Data excerpts →
=-=-=

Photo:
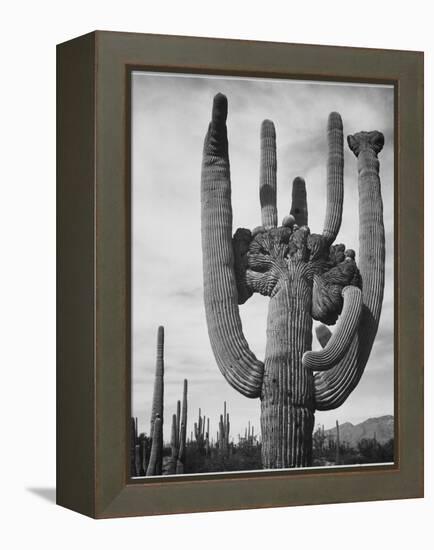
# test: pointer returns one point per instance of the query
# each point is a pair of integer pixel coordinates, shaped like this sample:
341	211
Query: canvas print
262	274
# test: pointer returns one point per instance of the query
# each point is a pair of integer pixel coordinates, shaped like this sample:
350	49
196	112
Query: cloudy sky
170	117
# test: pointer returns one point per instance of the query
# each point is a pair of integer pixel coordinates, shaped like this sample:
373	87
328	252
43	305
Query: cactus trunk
287	407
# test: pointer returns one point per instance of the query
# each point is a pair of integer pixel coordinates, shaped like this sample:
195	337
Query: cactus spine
305	276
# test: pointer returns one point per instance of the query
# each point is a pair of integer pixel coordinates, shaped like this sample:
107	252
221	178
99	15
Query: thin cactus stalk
157	409
305	276
137	460
133	443
158	398
180	465
174	447
144	453
155	460
338	444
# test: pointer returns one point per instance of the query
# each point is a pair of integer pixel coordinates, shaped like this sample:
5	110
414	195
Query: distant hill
381	427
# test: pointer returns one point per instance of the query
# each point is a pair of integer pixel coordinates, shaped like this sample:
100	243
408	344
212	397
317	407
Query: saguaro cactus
155	465
338	444
180	464
305	276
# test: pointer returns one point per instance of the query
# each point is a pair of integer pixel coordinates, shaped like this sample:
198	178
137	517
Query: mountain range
382	428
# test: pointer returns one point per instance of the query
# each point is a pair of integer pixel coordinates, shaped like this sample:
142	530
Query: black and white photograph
262	274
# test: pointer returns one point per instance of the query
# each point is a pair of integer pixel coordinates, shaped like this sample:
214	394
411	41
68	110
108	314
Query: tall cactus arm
299	202
267	175
334	386
238	364
335	177
344	334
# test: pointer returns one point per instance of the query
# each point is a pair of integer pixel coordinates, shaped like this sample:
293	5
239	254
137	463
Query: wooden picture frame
93	224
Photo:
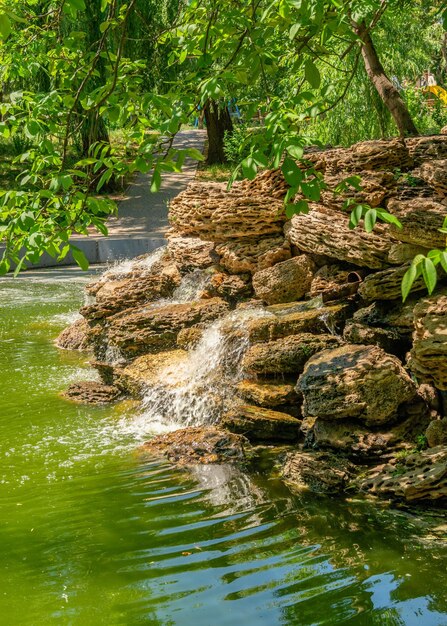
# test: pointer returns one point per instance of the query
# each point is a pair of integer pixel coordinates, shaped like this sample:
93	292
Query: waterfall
201	387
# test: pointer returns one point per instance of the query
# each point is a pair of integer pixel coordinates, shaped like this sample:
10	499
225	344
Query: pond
94	533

=-=-=

What the task asks →
Transcribe every record above exactly, leaving out the pictures.

Task solution →
Photo:
# test: pointer returns one point per instance of the query
# each point is a pair of integer pixel coordinates, shaped like this sample:
341	211
Query: canvas print
262	274
# test: pointer returns one point per instance of the query
# each point is a pair of integer pixel coordinates, shaped like this sample:
350	49
196	112
Query: cloudy sky
170	117
# test: pointer returns one point per instance of the query
# each point is a pair of integer pixel coordinates, shaped like this sample:
373	87
328	252
43	305
Query: cactus trunk
287	407
# test: pointer returns one point per instance of the query
# each point is a pair of integer pixel coordinates, shaped like this sample:
195	337
Query: cactus spine
305	276
# test: pointer returns one point per instance of the query
# each point is a pair of integer pixel coordinates, shaped like this sample:
107	252
221	178
99	15
Query: thin cactus stalk
157	409
305	276
137	460
133	443
158	398
180	465
174	447
144	453
155	460
338	444
# test: pointer returns one point per instance of the query
# each point is a pair of integer pixel coordinates, shaped like this sample:
5	110
414	195
Query: distant hill
381	427
# test: pointer returns one point per instance of the query
# each point is a pair of integer pixel coordinates, shaped like this sample:
100	243
408	344
212	397
317	407
Query: saguaro cactus
155	465
338	444
180	464
305	276
# test: pointer returns one point per instance of the query
# each point is a pair of integer pixel coordinates, shaped like this sample:
198	178
137	517
Query: mountain range
382	428
# test: pointer returns one point per instance of the query
# each point is a pair of integer pixel coordinates, shaped like this sample:
142	530
Query: black and white photograph
262	274
# test: pointer returns one point per instance of the query
# each point is a pair of integer pixel coordinates, shaped like this sample:
214	394
411	41
68	110
108	314
Query: tall cactus arm
299	202
267	175
334	386
238	364
335	177
344	334
# test: pointer returns one point per instance of the query
# each point is a pair of integer pixel coordinates, shaped like this sample:
293	5
239	254
137	463
Query: wooden picture frame
93	224
Photo:
# test: pointer returns one point per instance of the query
# each point is a pair of integer pixel coordinates, shaped like this sample:
93	292
Query: waterfall
201	387
# test: pointer returns one point per instance of the query
# each point is a pair of integer pixel coordinates, shaped like this sample:
10	499
225	344
Query: pond
94	533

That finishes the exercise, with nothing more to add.